[Segmentation labeling entries]
* BEGIN *

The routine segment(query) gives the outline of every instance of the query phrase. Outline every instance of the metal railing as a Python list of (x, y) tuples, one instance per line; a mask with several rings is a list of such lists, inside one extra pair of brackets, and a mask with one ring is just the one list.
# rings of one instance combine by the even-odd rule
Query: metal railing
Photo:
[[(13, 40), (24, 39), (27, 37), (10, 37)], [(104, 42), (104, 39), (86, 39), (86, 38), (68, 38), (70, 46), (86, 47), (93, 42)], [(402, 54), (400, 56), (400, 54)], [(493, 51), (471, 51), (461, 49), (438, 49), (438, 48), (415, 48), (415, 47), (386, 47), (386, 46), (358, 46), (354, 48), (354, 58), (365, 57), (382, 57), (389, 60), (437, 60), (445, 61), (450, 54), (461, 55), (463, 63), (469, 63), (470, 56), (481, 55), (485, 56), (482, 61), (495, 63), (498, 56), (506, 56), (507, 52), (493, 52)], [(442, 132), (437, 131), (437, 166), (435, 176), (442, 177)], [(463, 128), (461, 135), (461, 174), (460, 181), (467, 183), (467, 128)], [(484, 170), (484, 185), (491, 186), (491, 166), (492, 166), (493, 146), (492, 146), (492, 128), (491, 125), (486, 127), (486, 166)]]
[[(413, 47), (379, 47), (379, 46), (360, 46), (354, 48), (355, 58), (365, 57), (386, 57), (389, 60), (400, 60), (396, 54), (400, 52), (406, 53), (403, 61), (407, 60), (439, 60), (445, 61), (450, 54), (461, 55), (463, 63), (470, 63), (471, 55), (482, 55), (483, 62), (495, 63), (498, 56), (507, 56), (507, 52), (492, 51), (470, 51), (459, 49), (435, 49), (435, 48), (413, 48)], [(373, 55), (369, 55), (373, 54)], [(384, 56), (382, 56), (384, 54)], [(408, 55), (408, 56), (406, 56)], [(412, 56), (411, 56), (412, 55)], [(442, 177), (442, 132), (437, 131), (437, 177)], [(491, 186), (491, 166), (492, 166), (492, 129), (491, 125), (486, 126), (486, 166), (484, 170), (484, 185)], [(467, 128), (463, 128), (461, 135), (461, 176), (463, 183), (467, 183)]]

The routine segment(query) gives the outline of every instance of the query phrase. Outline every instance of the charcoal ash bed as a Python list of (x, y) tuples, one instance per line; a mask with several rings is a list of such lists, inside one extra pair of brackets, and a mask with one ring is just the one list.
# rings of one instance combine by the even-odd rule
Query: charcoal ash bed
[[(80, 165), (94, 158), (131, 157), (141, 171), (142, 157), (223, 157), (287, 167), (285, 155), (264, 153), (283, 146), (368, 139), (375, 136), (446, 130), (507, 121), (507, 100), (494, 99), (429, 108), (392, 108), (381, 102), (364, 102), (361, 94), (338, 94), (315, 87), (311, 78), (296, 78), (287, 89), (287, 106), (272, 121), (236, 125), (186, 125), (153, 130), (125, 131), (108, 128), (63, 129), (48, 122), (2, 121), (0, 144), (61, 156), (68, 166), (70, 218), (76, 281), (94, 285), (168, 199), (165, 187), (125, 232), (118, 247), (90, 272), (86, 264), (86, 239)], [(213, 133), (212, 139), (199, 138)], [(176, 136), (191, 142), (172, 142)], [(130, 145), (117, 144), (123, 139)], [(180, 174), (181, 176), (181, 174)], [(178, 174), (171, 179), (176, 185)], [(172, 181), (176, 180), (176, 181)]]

* END *

__Task goal__. Edit the data above so that every "routine" becomes "function", and keep everything else the same.

__Solution to the problem__.
The function segment(query) gives the outline of every instance of the query phrase. Outline every instance of the metal railing as a Python list of (x, y) tuples, one instance per line; a mask with several rings is a list of such lists, inside one extra pair of brackets, and a mask with one ring is just the one list.
# rings of one instance combine by the even-odd rule
Query: metal railing
Photo:
[[(13, 40), (24, 39), (27, 37), (10, 37)], [(104, 42), (104, 39), (86, 39), (86, 38), (68, 38), (70, 46), (86, 47), (93, 42)], [(402, 54), (400, 56), (400, 54)], [(493, 51), (471, 51), (461, 49), (438, 49), (438, 48), (415, 48), (415, 47), (386, 47), (386, 46), (358, 46), (354, 48), (354, 58), (365, 57), (382, 57), (389, 60), (437, 60), (445, 61), (450, 54), (461, 55), (463, 63), (469, 63), (470, 56), (481, 55), (485, 56), (482, 61), (495, 63), (498, 56), (506, 56), (507, 52), (493, 52)], [(442, 132), (437, 131), (437, 166), (435, 176), (442, 177)], [(463, 128), (461, 135), (461, 174), (460, 181), (467, 183), (467, 128)], [(484, 170), (484, 185), (491, 186), (491, 166), (492, 166), (493, 146), (492, 146), (492, 128), (491, 125), (486, 127), (486, 166)]]
[[(413, 47), (379, 47), (379, 46), (360, 46), (354, 48), (355, 58), (365, 57), (386, 57), (389, 60), (400, 60), (396, 54), (400, 52), (406, 53), (403, 61), (407, 60), (439, 60), (445, 61), (450, 54), (461, 55), (463, 63), (470, 63), (471, 55), (482, 55), (483, 62), (495, 63), (498, 56), (507, 56), (507, 52), (492, 51), (470, 51), (459, 49), (435, 49), (435, 48), (413, 48)], [(373, 55), (369, 55), (373, 54)], [(384, 56), (382, 56), (384, 54)], [(408, 55), (408, 56), (406, 56)], [(412, 56), (411, 56), (412, 55)], [(442, 177), (442, 132), (437, 131), (437, 177)], [(491, 186), (491, 166), (492, 166), (492, 129), (491, 125), (486, 126), (486, 166), (484, 170), (484, 185)], [(467, 128), (463, 128), (461, 135), (461, 176), (463, 183), (467, 183)]]

The function segment(query) gives the outline of every instance of the query phrase. Outline every instance of the charcoal ash bed as a Python list of (x, y) tuples, one instance per line; a mask with several rings is a list of such lists, inside one extra pair of brackets, and a mask with one ring is just the one list.
# rings of one instance combine by the even-odd rule
Query: charcoal ash bed
[[(80, 165), (94, 158), (131, 157), (141, 171), (142, 157), (223, 157), (287, 167), (285, 155), (264, 153), (283, 146), (368, 139), (375, 136), (446, 130), (507, 121), (507, 100), (494, 99), (429, 108), (392, 108), (381, 102), (364, 102), (361, 94), (338, 94), (315, 87), (311, 78), (296, 78), (287, 89), (287, 106), (272, 121), (236, 125), (186, 125), (153, 130), (125, 131), (108, 128), (63, 129), (48, 122), (2, 121), (0, 144), (61, 156), (68, 166), (70, 218), (76, 281), (94, 285), (168, 199), (165, 187), (125, 232), (118, 247), (90, 272), (86, 264), (86, 239)], [(213, 133), (212, 139), (199, 138)], [(176, 136), (191, 142), (172, 142)], [(130, 145), (117, 144), (123, 139)], [(180, 174), (181, 176), (181, 174)], [(178, 174), (171, 179), (176, 185)], [(172, 181), (176, 180), (176, 181)]]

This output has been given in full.